[Stored data entries]
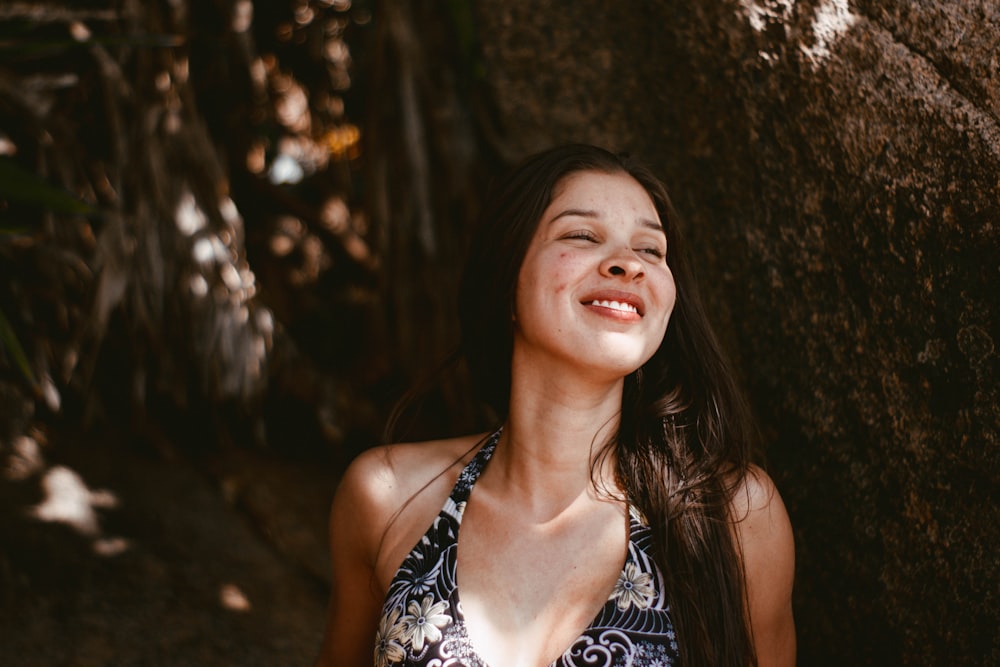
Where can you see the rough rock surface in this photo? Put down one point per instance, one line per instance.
(838, 166)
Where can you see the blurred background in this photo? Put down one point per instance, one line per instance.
(231, 232)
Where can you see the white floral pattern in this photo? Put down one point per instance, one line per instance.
(422, 623)
(633, 588)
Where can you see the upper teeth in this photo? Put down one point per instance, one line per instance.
(617, 305)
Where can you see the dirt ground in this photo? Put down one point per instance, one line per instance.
(115, 555)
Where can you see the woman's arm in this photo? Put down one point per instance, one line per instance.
(356, 526)
(765, 536)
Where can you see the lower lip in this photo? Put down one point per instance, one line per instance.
(620, 315)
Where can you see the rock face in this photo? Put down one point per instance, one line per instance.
(838, 167)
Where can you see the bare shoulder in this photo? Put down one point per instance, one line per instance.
(389, 491)
(767, 546)
(384, 477)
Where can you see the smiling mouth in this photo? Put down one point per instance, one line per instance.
(616, 305)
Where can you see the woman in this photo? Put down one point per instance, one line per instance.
(614, 516)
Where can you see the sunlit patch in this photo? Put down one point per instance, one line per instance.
(343, 140)
(233, 599)
(188, 216)
(198, 285)
(833, 18)
(285, 169)
(79, 31)
(761, 13)
(69, 501)
(242, 16)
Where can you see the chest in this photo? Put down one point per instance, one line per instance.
(529, 589)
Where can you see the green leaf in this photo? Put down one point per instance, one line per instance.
(9, 340)
(19, 184)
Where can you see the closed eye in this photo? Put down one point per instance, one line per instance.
(581, 234)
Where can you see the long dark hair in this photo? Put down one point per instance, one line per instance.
(684, 441)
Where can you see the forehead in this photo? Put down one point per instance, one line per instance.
(597, 192)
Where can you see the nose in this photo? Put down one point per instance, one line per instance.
(623, 264)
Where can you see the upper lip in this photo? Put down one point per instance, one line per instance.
(616, 295)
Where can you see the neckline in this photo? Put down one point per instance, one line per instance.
(460, 496)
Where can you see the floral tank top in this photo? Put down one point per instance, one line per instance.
(422, 624)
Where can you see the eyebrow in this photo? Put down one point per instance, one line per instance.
(587, 213)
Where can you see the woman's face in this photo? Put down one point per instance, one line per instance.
(594, 290)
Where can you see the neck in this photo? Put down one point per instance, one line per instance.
(556, 427)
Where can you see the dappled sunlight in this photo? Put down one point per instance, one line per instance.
(832, 18)
(761, 13)
(69, 501)
(233, 599)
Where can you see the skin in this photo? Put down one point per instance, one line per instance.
(541, 545)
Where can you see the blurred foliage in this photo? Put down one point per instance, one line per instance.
(243, 213)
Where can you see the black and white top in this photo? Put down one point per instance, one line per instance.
(422, 624)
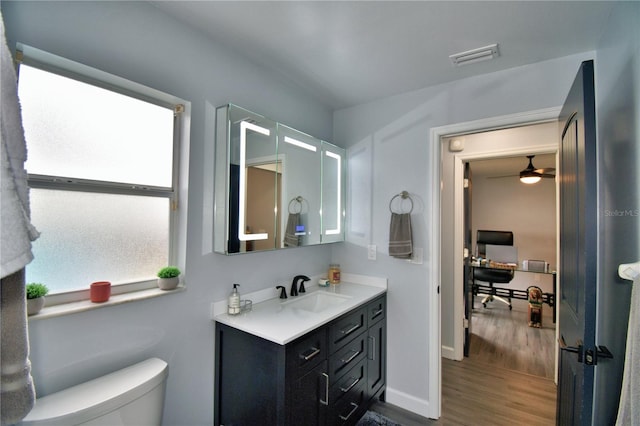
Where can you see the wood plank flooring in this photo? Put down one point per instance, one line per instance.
(503, 338)
(506, 380)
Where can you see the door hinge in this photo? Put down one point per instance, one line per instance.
(591, 357)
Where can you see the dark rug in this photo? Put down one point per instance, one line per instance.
(372, 418)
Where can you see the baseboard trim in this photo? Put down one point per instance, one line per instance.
(408, 402)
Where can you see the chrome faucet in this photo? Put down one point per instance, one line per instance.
(294, 284)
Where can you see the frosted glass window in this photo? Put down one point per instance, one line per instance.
(101, 168)
(79, 130)
(87, 237)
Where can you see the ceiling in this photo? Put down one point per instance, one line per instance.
(346, 53)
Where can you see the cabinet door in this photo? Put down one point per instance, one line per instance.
(311, 397)
(376, 358)
(377, 310)
(346, 357)
(349, 409)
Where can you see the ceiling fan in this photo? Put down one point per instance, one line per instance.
(532, 175)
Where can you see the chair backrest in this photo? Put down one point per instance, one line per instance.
(498, 238)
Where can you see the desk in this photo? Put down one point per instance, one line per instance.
(548, 298)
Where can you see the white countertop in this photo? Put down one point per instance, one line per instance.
(279, 321)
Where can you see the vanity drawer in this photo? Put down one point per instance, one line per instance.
(347, 383)
(309, 350)
(346, 328)
(347, 357)
(348, 410)
(377, 310)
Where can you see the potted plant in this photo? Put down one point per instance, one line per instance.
(35, 297)
(168, 278)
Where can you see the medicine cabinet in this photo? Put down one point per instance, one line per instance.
(275, 187)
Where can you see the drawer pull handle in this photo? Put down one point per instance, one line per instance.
(373, 348)
(351, 358)
(314, 352)
(348, 388)
(351, 330)
(355, 407)
(326, 390)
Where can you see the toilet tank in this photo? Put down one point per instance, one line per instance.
(131, 396)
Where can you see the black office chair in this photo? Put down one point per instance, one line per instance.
(493, 275)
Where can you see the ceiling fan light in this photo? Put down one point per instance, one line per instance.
(529, 180)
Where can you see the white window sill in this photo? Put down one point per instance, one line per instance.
(87, 305)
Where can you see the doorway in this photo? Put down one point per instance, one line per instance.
(499, 333)
(448, 222)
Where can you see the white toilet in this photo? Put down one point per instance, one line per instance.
(131, 396)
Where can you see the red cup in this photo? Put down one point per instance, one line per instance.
(100, 291)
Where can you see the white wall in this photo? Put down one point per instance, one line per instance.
(139, 42)
(395, 131)
(617, 73)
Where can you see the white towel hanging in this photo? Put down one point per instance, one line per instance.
(629, 408)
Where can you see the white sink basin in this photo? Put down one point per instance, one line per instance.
(317, 301)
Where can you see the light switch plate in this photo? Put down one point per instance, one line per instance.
(371, 255)
(417, 256)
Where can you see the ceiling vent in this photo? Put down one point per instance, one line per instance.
(475, 55)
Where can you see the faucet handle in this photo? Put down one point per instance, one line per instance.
(303, 279)
(283, 292)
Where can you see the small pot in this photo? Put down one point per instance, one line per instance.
(100, 291)
(35, 305)
(168, 283)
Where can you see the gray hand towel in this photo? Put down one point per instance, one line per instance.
(17, 394)
(400, 241)
(290, 237)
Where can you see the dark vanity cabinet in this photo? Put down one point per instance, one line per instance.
(329, 376)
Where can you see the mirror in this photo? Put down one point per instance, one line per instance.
(275, 187)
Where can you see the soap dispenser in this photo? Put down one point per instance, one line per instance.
(233, 307)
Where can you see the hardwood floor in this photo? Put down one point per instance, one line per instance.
(507, 378)
(503, 338)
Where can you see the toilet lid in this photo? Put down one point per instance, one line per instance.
(94, 398)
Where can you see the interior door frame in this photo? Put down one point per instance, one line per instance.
(434, 330)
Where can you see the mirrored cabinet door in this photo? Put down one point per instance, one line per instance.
(333, 197)
(299, 155)
(249, 175)
(269, 187)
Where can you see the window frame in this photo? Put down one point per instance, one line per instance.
(48, 62)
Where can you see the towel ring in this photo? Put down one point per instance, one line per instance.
(298, 200)
(404, 195)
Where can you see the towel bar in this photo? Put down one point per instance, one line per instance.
(404, 195)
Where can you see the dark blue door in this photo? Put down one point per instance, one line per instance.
(578, 250)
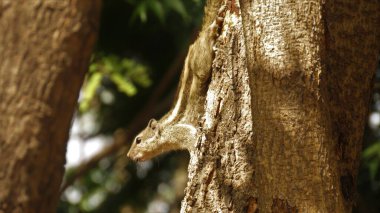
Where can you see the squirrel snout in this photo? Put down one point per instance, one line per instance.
(138, 140)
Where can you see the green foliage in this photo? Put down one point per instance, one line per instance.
(160, 8)
(371, 157)
(125, 73)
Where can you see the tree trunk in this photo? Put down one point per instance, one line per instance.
(45, 47)
(285, 107)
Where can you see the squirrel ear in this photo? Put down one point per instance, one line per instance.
(152, 123)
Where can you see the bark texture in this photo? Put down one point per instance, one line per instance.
(285, 107)
(45, 47)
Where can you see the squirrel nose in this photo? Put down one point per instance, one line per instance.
(138, 140)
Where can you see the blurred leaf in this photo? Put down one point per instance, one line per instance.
(158, 10)
(123, 84)
(141, 12)
(178, 7)
(89, 91)
(371, 151)
(373, 167)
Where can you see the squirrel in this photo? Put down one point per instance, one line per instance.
(176, 130)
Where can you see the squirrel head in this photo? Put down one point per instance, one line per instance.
(146, 142)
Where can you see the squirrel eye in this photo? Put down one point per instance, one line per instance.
(152, 124)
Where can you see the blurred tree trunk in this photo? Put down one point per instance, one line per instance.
(285, 108)
(45, 47)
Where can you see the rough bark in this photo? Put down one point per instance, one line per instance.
(285, 107)
(45, 47)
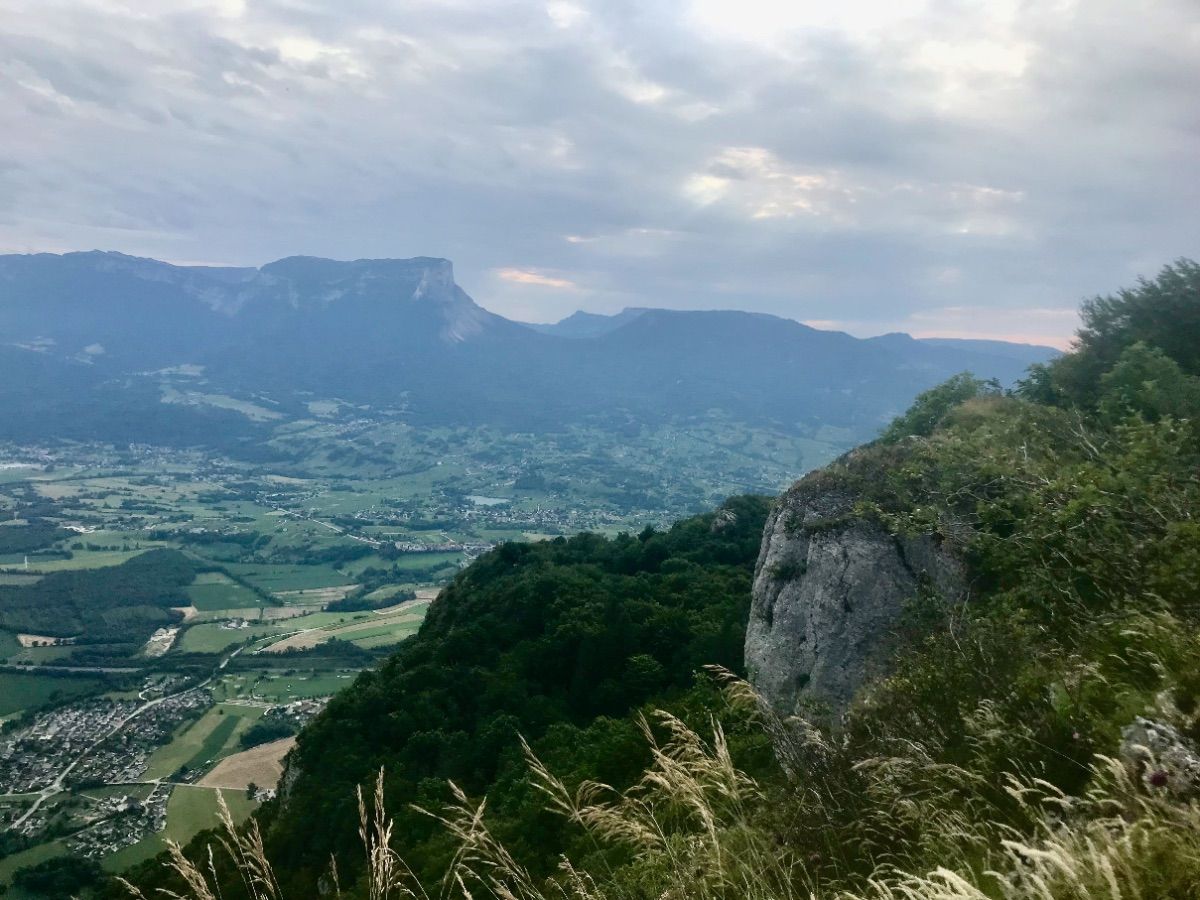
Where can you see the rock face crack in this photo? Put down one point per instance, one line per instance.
(820, 631)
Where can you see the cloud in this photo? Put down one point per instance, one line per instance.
(522, 276)
(863, 162)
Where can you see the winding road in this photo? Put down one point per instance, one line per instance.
(55, 786)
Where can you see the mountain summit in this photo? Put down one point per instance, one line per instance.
(83, 331)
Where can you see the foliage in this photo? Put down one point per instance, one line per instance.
(1162, 313)
(59, 877)
(265, 731)
(550, 640)
(36, 534)
(983, 765)
(111, 604)
(933, 406)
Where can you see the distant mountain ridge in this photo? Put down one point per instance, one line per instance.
(582, 324)
(91, 342)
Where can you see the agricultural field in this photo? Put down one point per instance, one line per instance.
(288, 575)
(204, 742)
(215, 591)
(21, 691)
(190, 810)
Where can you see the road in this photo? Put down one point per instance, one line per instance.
(55, 786)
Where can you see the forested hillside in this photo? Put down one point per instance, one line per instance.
(120, 603)
(1036, 741)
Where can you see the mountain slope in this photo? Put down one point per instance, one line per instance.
(93, 331)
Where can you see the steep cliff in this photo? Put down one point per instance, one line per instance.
(829, 589)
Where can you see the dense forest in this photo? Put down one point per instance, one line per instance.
(1036, 742)
(118, 603)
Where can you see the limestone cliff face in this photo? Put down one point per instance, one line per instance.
(828, 592)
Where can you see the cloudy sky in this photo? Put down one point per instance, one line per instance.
(931, 166)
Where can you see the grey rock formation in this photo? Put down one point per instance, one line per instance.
(828, 592)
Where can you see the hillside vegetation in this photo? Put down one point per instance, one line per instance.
(1037, 741)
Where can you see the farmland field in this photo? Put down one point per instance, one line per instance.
(355, 508)
(214, 591)
(19, 690)
(190, 810)
(210, 737)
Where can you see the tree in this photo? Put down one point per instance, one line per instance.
(930, 408)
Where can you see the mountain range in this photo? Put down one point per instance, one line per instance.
(93, 342)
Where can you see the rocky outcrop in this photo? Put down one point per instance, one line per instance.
(828, 593)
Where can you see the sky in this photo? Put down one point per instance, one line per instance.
(939, 167)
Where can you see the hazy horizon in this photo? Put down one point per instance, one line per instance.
(930, 167)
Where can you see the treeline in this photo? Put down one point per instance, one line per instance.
(547, 640)
(125, 601)
(989, 760)
(36, 534)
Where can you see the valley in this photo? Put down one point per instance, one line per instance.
(263, 588)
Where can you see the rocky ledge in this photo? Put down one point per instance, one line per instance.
(829, 589)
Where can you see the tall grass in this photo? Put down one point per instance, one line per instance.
(695, 826)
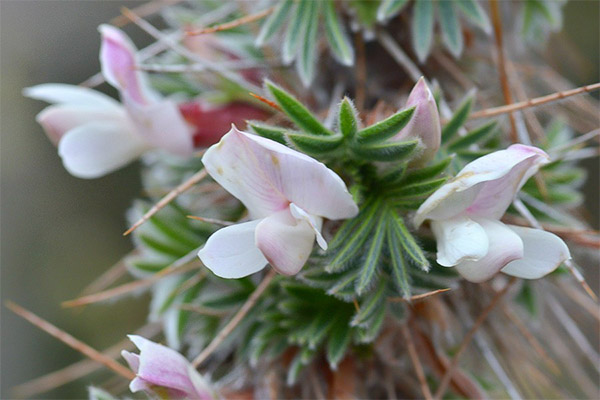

[How to complete this task]
What is needed is an exact restatement of the lines from the line with "Where can you see the tall" through the final line of the data, pictures excluded.

[Task answer]
Where can you see the tall grass in this photo? Put down one point per instance, one line per instance.
(695, 826)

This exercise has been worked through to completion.